WORK TO DO:
- a) Answer these questions about the passage on Bayes' Rule, one line each, marked (i), (ii), (iii):
(i) What probability does the passage give that Door 1 is the car door before any evidence?
(ii) If the car is behind Door 3, what is the probability that Monty chose Door 2?
(iii) What term does the passage use for `P(E|H)`?
- b) In the passage on Bayes' Rule, rewrite the paragraph that begins "Let's go back to case #2" more briefly, keeping its main facts.
- c) From the passage on Bayes' Rule, give the part starting with "Counterintuitively, the simulation" and going on through "using Bayes' Rule." again, with "experiment" swapped in for "simulation".

QUOTED TEXT:
Counterintuitively, the simulation shows that it is actually better to switch your choice. Now let's turn to Bayesian inference to figure out why, using Bayes' Rule.

$$P(H|E) = \frac{P(E|H)\cdot P(H)}{P(E)}$$

In this analysis let's assume that:

- You initially picked Door 1. This is your hypothesis,
**H** - Monty opened Door 2 to reveal a goat. This is your evidence,
**E**

$$P(H)$$

The car is hidden randomly behind any of the three doors and you picked Door 1. The probability of Door 1 being the car door is 1/3. This is the **prior**, or `P(H)`.

prior = ones(3,1)*1/3

prior = 0.33333 0.33333 0.33333

$$P(E|H)$$

Now Monty has to choose Door 2 or 3 as the goat door, and he picked Door 2. It's time to think about the conditional probability of the evidence given hypothesis, the **likelihood**, or `P(E|H)`.

You observed that Monty opened Door 2. His choice is not random - he actually knows the car door, and he needs to avoid it. What does his choice imply?

- If the car is behind Door 1, then Monty can choose either Door 2 or 3. So the probability that he chose Door 2 was 1/2.
- If the car were behond Door 2, then Monty couldn't have chosen it. So the probability was 0. Getting confused? I will revisit this case below.
- If the car is behind Door 3, then Monty had to choose Door 2. So the probability that he chose Door 2 was 1.

Let's go back to case #2. We already know Monty opened Door 2, so why are we talking about the probability of him opening it? Yeah, I know, the probability should be 1 because he actually opened it, right? Well, in this case, the probability is conditioned on the hypothesis under consideration to be true. So in each case you need to figure out what Monty could do based on this assumption. So we know that Door 2 is not the car door, but we still would like to know what Monty might have done if that was the car door.

likelihood = [1/2;0;1]

likelihood = 0.5 0 1

$$P(E|H)\cdot P(H)$$

Now we are ready to update the probabilities of hypotheses based on the new evidence using the equation. Let's calculate the joint probabilities of the prior and likelihood, the numerator of the equation.

Items from a dataset

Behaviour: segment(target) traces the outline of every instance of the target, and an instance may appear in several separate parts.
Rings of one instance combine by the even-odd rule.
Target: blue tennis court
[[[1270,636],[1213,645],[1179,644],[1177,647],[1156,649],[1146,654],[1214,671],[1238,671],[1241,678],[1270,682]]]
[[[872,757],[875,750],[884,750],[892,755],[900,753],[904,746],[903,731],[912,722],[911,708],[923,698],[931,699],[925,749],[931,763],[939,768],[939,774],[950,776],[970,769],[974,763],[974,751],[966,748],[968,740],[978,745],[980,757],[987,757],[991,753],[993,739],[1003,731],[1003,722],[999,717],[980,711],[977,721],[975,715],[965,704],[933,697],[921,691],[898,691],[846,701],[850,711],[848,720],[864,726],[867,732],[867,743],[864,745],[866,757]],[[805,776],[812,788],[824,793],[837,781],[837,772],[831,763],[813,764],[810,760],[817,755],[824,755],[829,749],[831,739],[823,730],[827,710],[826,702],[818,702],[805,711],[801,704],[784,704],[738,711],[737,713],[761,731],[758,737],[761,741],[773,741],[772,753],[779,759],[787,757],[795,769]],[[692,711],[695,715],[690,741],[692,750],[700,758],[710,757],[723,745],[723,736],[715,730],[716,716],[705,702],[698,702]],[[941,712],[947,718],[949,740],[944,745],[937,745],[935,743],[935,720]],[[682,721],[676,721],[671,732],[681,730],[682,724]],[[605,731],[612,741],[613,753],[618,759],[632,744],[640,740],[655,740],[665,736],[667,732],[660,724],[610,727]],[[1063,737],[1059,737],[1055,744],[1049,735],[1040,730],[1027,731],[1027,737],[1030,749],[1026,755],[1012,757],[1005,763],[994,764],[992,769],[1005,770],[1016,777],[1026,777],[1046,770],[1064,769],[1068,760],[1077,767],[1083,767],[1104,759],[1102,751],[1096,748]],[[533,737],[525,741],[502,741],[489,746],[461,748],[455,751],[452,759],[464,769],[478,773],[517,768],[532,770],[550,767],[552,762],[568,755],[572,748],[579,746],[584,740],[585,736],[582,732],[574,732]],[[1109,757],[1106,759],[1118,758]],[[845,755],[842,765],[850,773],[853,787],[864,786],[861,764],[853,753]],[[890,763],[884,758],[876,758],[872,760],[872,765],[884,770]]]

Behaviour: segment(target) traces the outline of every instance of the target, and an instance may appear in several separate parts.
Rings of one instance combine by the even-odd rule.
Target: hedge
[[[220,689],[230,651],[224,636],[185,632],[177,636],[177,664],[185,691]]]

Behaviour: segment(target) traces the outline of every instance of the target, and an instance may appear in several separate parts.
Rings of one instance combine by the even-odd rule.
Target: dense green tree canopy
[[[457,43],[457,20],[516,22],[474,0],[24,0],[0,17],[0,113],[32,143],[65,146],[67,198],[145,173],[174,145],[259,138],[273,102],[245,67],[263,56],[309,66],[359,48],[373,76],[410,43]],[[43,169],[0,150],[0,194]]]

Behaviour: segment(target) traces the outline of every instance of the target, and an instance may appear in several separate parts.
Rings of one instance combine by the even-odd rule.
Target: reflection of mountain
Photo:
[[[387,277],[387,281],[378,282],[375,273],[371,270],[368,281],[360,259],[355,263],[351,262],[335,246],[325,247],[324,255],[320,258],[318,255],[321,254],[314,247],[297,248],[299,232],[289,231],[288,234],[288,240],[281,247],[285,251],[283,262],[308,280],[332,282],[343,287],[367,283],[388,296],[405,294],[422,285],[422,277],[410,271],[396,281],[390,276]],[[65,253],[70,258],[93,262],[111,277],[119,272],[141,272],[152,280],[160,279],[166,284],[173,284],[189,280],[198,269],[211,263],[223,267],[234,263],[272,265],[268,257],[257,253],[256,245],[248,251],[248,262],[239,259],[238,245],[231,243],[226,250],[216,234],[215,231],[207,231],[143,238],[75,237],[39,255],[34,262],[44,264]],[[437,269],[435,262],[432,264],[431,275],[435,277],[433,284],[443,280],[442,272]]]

SOLVED TASKS:
- a)
(i) 1/3
(ii) 1
(iii) The likelihood

- b) Monty is already known to have opened Door 2, so that probability might seem to be 1. However, the probability is conditioned on the hypothesis under consideration being true. In each case, you need to work out what Monty could do under that assumption. Door 2 is known not to be the car door, but the question is what Monty might have done if it were.

- c)
Counterintuitively, the experiment shows that it is actually better to switch your choice. Now let's turn to Bayesian inference to figure out why, using Bayes' Rule.